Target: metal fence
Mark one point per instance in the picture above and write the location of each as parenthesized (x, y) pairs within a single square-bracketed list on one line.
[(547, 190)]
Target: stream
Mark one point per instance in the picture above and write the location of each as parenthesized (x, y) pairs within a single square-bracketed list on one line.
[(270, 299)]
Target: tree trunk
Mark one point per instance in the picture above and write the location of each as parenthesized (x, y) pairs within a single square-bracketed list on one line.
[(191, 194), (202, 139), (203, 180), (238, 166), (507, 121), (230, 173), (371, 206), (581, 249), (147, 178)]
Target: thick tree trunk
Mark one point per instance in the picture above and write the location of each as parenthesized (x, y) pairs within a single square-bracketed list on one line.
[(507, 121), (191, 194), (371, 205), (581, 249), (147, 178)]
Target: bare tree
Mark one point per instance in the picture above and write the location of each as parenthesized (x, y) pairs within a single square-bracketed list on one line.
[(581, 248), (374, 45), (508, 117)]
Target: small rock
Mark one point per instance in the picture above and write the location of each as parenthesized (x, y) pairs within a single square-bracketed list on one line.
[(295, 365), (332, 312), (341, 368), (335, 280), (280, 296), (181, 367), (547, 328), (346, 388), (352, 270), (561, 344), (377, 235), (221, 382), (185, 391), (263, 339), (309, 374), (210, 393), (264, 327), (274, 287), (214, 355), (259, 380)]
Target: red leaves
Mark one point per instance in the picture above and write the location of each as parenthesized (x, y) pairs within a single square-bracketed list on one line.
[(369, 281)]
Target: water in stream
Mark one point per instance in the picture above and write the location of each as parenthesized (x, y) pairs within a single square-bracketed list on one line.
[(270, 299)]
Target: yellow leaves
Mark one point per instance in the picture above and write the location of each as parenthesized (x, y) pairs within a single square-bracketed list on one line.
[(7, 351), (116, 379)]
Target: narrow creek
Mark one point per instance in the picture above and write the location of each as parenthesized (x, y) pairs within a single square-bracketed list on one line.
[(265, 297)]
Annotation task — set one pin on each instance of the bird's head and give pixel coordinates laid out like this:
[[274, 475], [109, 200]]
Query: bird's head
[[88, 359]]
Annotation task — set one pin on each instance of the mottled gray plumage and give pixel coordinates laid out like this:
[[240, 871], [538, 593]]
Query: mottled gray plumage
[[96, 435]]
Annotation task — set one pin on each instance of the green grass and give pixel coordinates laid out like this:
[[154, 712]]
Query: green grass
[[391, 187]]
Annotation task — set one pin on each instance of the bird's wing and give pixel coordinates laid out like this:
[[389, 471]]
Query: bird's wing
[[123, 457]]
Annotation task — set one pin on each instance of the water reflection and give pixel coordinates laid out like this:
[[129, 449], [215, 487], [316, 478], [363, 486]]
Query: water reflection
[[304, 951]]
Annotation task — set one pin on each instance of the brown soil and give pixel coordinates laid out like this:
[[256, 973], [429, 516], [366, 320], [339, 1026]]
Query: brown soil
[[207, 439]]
★ ★ ★ ★ ★
Work instructions.
Extract every entry above and reproduce each one line for line, changing no character.

Answer in full.
Target: metal fence
Mark one point per instance in the picture above and write the location of each as parenthesized (x, y) pairs within a single square-bracketed list on one line.
[(547, 190)]
Target: stream
Mark one point per instance in the picture above and write the location of each as parenthesized (x, y) pairs within a single square-bracketed list on one line.
[(270, 299)]
Target: tree trunk
Mark one point per instance in the picture above and write the location of each as parenthesized (x, y) pairs within a single square-bracketed list on one line.
[(191, 194), (202, 139), (203, 180), (238, 166), (507, 121), (230, 173), (371, 206), (581, 249), (147, 178)]
Target: thick tree trunk
Mark one point per instance in the picture above and write the location of each as parenthesized (x, y) pairs within a single square-bracketed list on one line.
[(507, 121), (191, 194), (371, 205), (581, 249), (147, 178)]
Target: bare tree
Mark one point per instance in the picture above and write the location of each as parenthesized (x, y) pairs within a single square-bracketed list on one line.
[(581, 248), (374, 45), (508, 117)]
Target: small rock
Mark one point per instance in the picture above and write the location of each as parenthesized (x, y) pairs within a single square-bracketed list on one line.
[(295, 365), (332, 312), (341, 368), (335, 280), (280, 296), (181, 367), (547, 328), (346, 388), (352, 270), (561, 344), (377, 235), (221, 382), (185, 391), (263, 339), (309, 374), (210, 393), (264, 327), (274, 287), (214, 355), (259, 380)]
Target: red leaves
Mark one point per instance in the picture above and write the location of each as parenthesized (x, y) pairs within a single square-bracketed list on one line.
[(369, 281)]
Target: water in stream
Mark one point per instance in the picture above and write the location of each as parenthesized (x, y) pairs within a single square-bracketed list on one line.
[(270, 299)]
Target: yellow leaves
Mark one point per instance in the picture above and write the location of each as parenthesized (x, y) pairs within a single square-bracketed list on one line.
[(7, 351), (116, 379)]
Target: narrow creek
Mark one point per instance in the picture above and write the location of each as parenthesized (x, y) pairs within a single square-bracketed list on one line.
[(265, 297)]
Annotation task — set one pin on each instance of the bird's head and give pixel coordinates laid out like this:
[[274, 475], [109, 200]]
Query: bird's head
[[88, 359]]
Annotation task — set one pin on each instance of the mottled gray plumage and give pixel coordinates laid out like this:
[[240, 871], [538, 593]]
Query: mottled gray plumage
[[96, 435]]
Annotation task — set one pin on each instance of the green grass and give pixel coordinates laid out like this:
[[154, 712]]
Query: green grass
[[391, 187]]
Annotation task — set one pin on each instance of the bird's wing and give pixel coordinates laid out like this:
[[389, 471]]
Query: bird's wing
[[123, 457]]
Annotation task — set one pin on each instance of the water reflection and give pixel coordinates laid out like this:
[[129, 449], [215, 487], [316, 478], [363, 486]]
Query: water reflection
[[304, 951]]
Annotation task — set one pin on each instance of the brown soil and give pixel coordinates laid out like this:
[[256, 973], [429, 516], [366, 320], [339, 1026]]
Query: brown soil
[[207, 439]]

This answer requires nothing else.